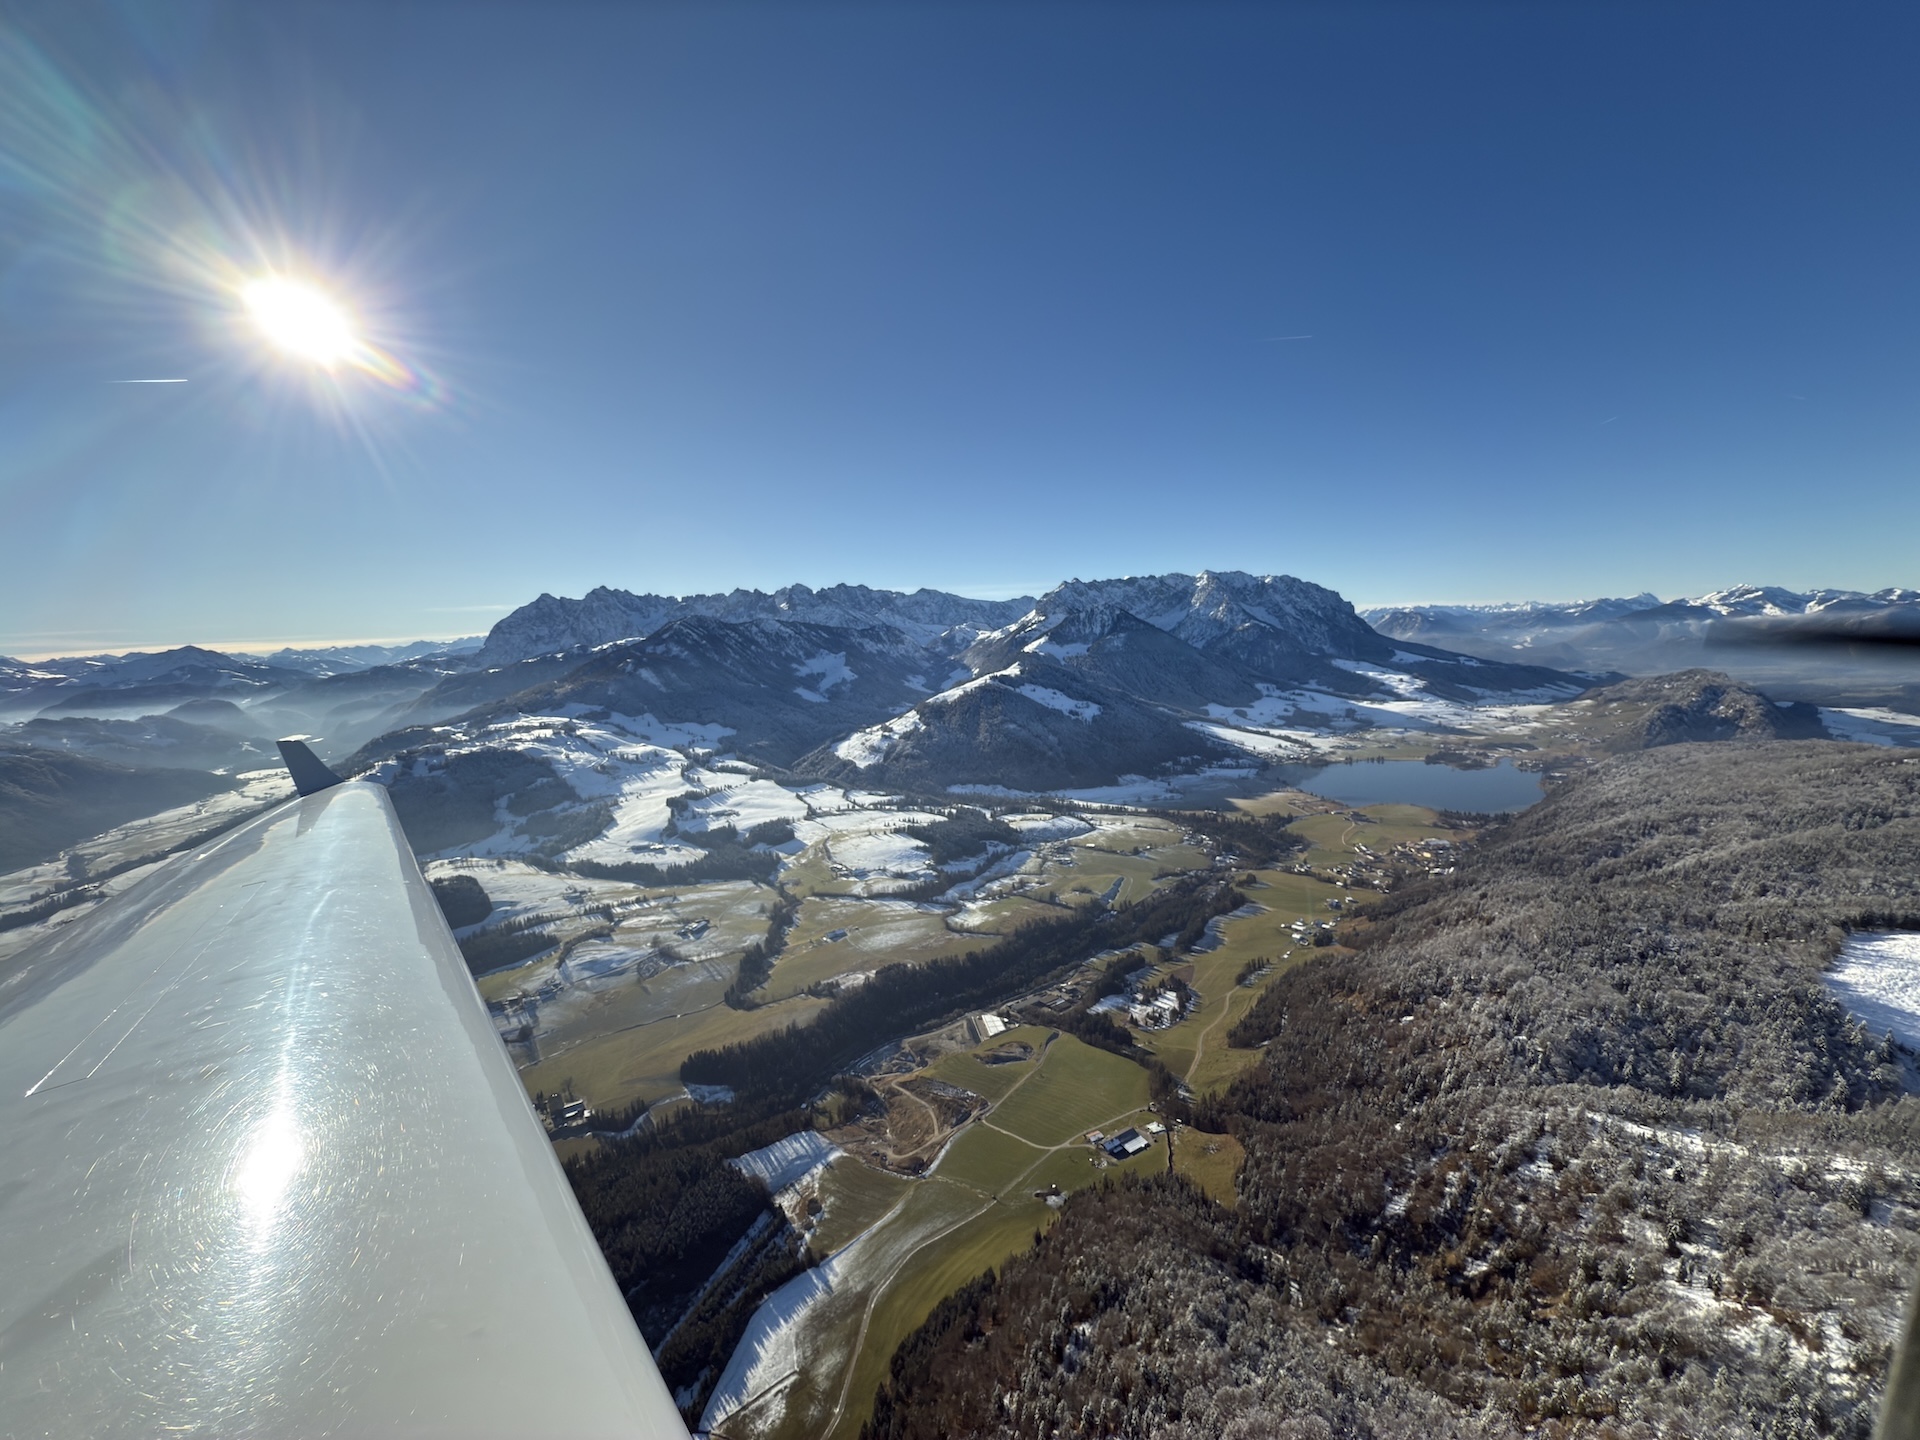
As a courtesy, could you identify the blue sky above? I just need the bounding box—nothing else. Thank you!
[2,1,1916,655]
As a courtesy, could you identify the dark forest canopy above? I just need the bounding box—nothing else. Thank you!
[865,743,1920,1439]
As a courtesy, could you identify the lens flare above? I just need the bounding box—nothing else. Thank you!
[238,272,445,406]
[244,277,356,366]
[0,16,459,485]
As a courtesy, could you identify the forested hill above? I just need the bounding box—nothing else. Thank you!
[864,743,1920,1439]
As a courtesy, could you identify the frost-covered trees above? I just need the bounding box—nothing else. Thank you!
[864,743,1920,1438]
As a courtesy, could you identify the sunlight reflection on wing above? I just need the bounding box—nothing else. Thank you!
[233,1087,305,1250]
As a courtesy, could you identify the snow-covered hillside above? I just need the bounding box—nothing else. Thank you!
[796,572,1584,791]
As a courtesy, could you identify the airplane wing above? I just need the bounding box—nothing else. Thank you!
[0,751,687,1438]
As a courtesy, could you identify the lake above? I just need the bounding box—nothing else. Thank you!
[1267,756,1548,812]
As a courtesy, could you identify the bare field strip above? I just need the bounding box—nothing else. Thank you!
[768,899,988,999]
[924,1032,1044,1103]
[817,1197,1053,1440]
[982,1035,1151,1148]
[811,1159,916,1258]
[520,990,828,1114]
[935,1123,1047,1197]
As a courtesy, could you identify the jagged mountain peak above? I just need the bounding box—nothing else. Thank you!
[1692,583,1820,616]
[479,582,1034,664]
[994,571,1378,659]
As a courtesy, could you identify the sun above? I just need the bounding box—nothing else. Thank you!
[243,276,357,367]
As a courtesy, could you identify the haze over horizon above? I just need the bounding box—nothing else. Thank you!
[4,570,1910,666]
[4,1,1916,655]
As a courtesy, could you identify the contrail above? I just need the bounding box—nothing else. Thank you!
[1257,334,1313,341]
[111,378,189,384]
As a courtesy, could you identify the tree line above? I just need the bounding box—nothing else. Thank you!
[682,875,1245,1109]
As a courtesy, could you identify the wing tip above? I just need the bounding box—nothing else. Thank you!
[276,737,346,797]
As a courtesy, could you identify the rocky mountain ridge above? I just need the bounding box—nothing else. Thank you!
[775,571,1586,790]
[476,583,1035,666]
[1365,583,1920,682]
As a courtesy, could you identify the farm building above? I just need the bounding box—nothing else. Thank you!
[970,1013,1010,1042]
[1103,1128,1150,1159]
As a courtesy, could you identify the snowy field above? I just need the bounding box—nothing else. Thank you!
[1825,932,1920,1049]
[1003,813,1094,842]
[424,713,843,865]
[1188,720,1312,759]
[1203,673,1567,739]
[1820,708,1920,747]
[700,1261,839,1431]
[558,940,655,984]
[832,711,924,768]
[698,1177,985,1436]
[827,830,931,878]
[729,1130,843,1194]
[420,858,640,934]
[0,768,296,961]
[679,777,811,833]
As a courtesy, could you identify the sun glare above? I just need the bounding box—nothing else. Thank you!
[244,277,357,366]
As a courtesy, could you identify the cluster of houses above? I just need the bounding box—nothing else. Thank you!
[1083,960,1193,1030]
[1390,835,1458,876]
[1288,916,1337,947]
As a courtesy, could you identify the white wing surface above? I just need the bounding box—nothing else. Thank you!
[0,779,687,1438]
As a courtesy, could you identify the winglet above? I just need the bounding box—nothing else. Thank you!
[277,737,345,797]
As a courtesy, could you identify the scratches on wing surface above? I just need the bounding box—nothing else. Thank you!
[23,884,269,1097]
[0,1248,125,1364]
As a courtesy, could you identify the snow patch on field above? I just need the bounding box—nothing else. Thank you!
[554,704,734,749]
[422,859,634,933]
[1016,683,1100,721]
[793,802,941,848]
[833,711,924,768]
[559,940,654,983]
[1003,813,1094,841]
[444,715,658,800]
[1023,637,1089,659]
[730,1130,844,1193]
[795,651,856,694]
[1203,676,1571,736]
[829,830,932,878]
[700,1263,835,1431]
[562,747,707,868]
[926,666,1021,708]
[679,778,811,833]
[1187,720,1312,758]
[941,848,1037,901]
[1825,932,1920,1049]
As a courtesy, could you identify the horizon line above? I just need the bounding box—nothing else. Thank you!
[3,632,488,665]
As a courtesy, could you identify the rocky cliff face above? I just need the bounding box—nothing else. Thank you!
[477,583,1035,665]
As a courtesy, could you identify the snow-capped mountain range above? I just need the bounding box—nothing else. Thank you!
[392,572,1583,791]
[1364,584,1920,675]
[12,574,1915,802]
[476,584,1034,666]
[10,572,1919,878]
[0,638,483,713]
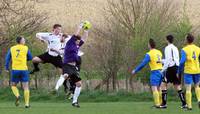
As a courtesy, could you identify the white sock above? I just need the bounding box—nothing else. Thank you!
[55,75,65,90]
[72,86,81,103]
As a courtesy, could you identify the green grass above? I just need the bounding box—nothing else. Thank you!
[0,102,199,114]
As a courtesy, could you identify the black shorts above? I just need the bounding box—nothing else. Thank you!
[63,64,81,83]
[37,52,63,68]
[163,65,181,85]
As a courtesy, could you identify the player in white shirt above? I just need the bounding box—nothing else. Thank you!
[160,35,187,109]
[30,24,63,75]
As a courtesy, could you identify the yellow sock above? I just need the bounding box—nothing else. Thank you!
[159,91,162,105]
[24,90,30,106]
[11,86,20,98]
[195,87,200,102]
[186,90,192,108]
[153,91,160,106]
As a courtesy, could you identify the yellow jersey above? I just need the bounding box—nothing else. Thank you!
[10,45,29,70]
[182,44,200,74]
[147,49,163,71]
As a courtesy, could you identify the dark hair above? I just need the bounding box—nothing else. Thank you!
[149,38,156,48]
[16,36,22,44]
[166,35,174,43]
[73,35,81,40]
[53,24,62,29]
[62,34,68,38]
[186,33,194,44]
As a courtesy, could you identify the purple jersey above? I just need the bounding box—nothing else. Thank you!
[63,35,84,64]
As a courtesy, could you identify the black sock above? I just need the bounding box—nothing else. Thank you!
[178,90,186,106]
[33,63,39,70]
[162,90,167,105]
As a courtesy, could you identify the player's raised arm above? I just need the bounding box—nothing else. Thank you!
[5,49,11,71]
[74,23,83,36]
[132,54,150,75]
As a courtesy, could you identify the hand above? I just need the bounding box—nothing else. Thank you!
[84,30,89,33]
[5,69,9,73]
[78,22,84,29]
[156,60,162,63]
[131,70,136,76]
[40,40,45,43]
[176,73,180,79]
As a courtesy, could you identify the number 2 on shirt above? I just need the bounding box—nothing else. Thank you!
[192,51,196,60]
[16,50,20,58]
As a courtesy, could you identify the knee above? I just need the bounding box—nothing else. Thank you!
[32,57,41,63]
[11,83,17,86]
[174,84,182,90]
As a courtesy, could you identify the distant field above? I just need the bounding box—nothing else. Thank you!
[35,0,200,28]
[0,102,199,114]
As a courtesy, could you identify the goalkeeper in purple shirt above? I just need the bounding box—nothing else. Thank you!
[55,22,89,108]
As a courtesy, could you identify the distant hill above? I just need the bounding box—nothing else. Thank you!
[35,0,200,31]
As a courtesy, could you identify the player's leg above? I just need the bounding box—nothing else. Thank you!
[55,68,66,91]
[22,82,30,108]
[30,56,43,74]
[174,84,187,108]
[193,74,200,108]
[173,69,187,108]
[30,52,50,74]
[21,70,30,108]
[63,79,68,93]
[160,70,169,108]
[52,56,66,91]
[10,70,20,106]
[72,80,81,108]
[150,71,162,108]
[160,82,167,108]
[184,74,193,110]
[151,86,160,107]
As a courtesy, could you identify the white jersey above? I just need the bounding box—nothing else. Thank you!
[60,36,71,57]
[162,44,179,72]
[36,32,62,56]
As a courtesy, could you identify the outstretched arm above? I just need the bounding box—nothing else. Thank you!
[74,23,83,36]
[132,54,150,74]
[36,32,49,42]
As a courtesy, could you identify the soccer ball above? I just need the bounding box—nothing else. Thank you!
[82,21,92,30]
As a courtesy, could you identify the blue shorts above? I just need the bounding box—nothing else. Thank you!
[184,74,200,84]
[11,70,29,83]
[150,70,163,86]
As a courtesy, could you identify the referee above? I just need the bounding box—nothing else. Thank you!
[160,35,187,109]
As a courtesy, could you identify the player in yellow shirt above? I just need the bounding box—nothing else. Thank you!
[5,36,32,108]
[178,33,200,110]
[132,39,163,108]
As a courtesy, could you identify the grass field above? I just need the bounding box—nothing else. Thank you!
[0,102,199,114]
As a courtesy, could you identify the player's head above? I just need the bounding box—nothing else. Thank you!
[61,34,68,42]
[53,24,62,35]
[16,36,25,45]
[186,33,194,44]
[166,34,174,44]
[148,38,156,49]
[74,35,81,45]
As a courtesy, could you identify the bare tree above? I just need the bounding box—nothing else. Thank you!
[0,0,47,85]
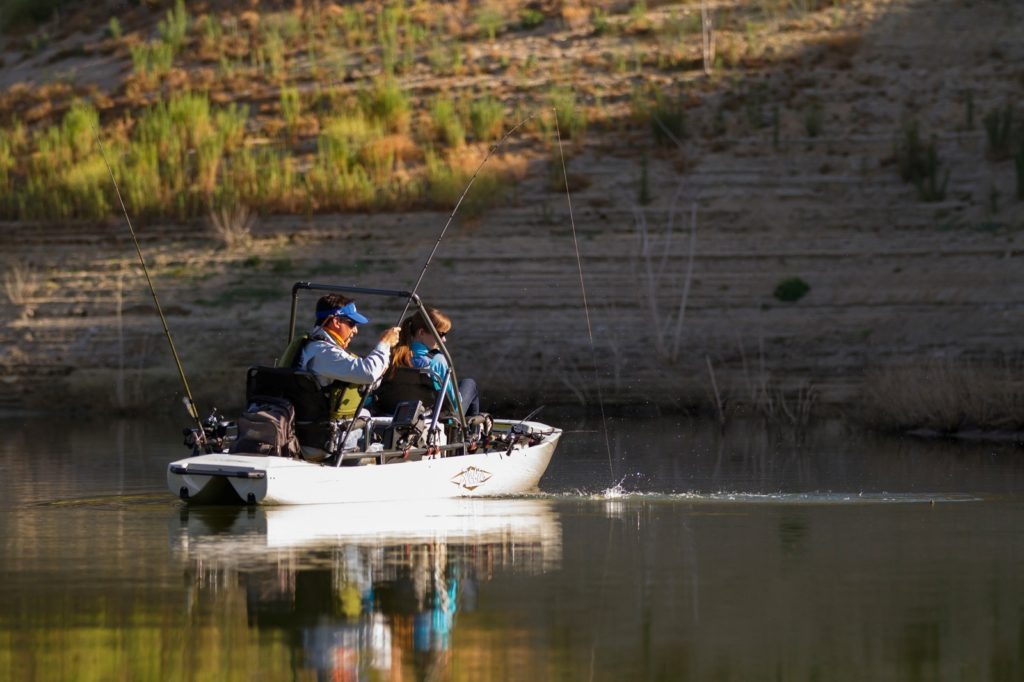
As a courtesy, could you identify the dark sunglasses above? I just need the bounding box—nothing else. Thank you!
[338,317,359,329]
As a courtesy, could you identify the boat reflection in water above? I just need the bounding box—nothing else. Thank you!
[171,499,561,680]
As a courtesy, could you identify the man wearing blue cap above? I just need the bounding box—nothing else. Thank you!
[298,294,401,389]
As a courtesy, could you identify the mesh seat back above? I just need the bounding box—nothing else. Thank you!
[373,367,440,416]
[246,366,330,423]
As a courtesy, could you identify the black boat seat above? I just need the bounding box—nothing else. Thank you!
[245,365,332,451]
[373,367,443,417]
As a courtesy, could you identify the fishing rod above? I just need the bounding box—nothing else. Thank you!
[95,130,208,449]
[333,114,536,464]
[398,112,535,322]
[553,107,615,480]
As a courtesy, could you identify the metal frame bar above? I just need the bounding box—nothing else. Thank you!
[287,281,468,454]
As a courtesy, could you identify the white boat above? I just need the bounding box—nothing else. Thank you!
[169,418,560,505]
[167,282,562,505]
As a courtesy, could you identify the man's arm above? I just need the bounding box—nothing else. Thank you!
[307,341,392,385]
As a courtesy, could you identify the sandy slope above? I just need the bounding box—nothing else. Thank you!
[1,0,1022,416]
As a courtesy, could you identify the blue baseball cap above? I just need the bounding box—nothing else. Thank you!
[316,301,369,325]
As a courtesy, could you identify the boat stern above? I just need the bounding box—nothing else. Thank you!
[168,454,270,504]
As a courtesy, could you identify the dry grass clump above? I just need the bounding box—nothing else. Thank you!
[860,360,1024,433]
[3,263,40,306]
[209,204,256,250]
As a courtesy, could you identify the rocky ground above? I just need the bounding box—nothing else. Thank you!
[1,0,1022,424]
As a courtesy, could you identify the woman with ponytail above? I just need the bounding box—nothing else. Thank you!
[391,306,480,417]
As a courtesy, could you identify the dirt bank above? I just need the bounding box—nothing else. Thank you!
[1,0,1022,421]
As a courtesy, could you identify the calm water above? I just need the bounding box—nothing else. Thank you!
[1,415,1023,681]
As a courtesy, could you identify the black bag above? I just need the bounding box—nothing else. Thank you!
[230,395,301,458]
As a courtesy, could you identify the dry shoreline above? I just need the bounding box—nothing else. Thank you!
[1,0,1023,431]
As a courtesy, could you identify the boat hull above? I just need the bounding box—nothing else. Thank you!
[168,421,560,505]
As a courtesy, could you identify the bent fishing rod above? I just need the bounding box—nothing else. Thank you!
[398,112,535,321]
[95,131,208,449]
[333,114,536,464]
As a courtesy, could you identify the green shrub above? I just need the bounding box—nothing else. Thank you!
[424,152,507,217]
[648,92,687,147]
[983,102,1016,160]
[519,9,545,29]
[362,78,410,133]
[280,87,302,136]
[475,7,504,40]
[429,97,465,148]
[591,8,611,35]
[469,96,505,142]
[130,40,175,75]
[773,277,810,302]
[895,121,948,202]
[107,17,123,40]
[157,0,190,52]
[550,88,587,140]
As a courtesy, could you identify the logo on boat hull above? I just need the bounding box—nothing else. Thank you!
[451,466,493,491]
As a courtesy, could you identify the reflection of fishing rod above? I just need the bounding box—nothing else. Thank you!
[95,132,207,449]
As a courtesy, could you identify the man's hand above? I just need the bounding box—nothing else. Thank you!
[379,326,401,347]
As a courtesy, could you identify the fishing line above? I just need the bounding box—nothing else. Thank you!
[95,129,207,447]
[553,108,615,481]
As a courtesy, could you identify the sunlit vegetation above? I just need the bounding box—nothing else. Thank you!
[0,0,878,222]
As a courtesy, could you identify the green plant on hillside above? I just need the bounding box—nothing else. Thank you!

*Work instructions:* Your output must contain exactly the lines from the one containing "As a courtesy, could you identify the fishing line" to the final line of the data above, and no other text.

*Task answer:*
As a courtesy, could you identify the fishing line above? I just need the bounding box—nothing else. Thank you!
[95,129,207,447]
[553,108,615,481]
As a courtesy, could you identify the sunlit vegetation above? I just need the bounding box—nothing else. Thank you!
[0,0,878,222]
As a courtesy, could you identify the green plant on hillside above? I just need the bounding box—nothing else. Thank you!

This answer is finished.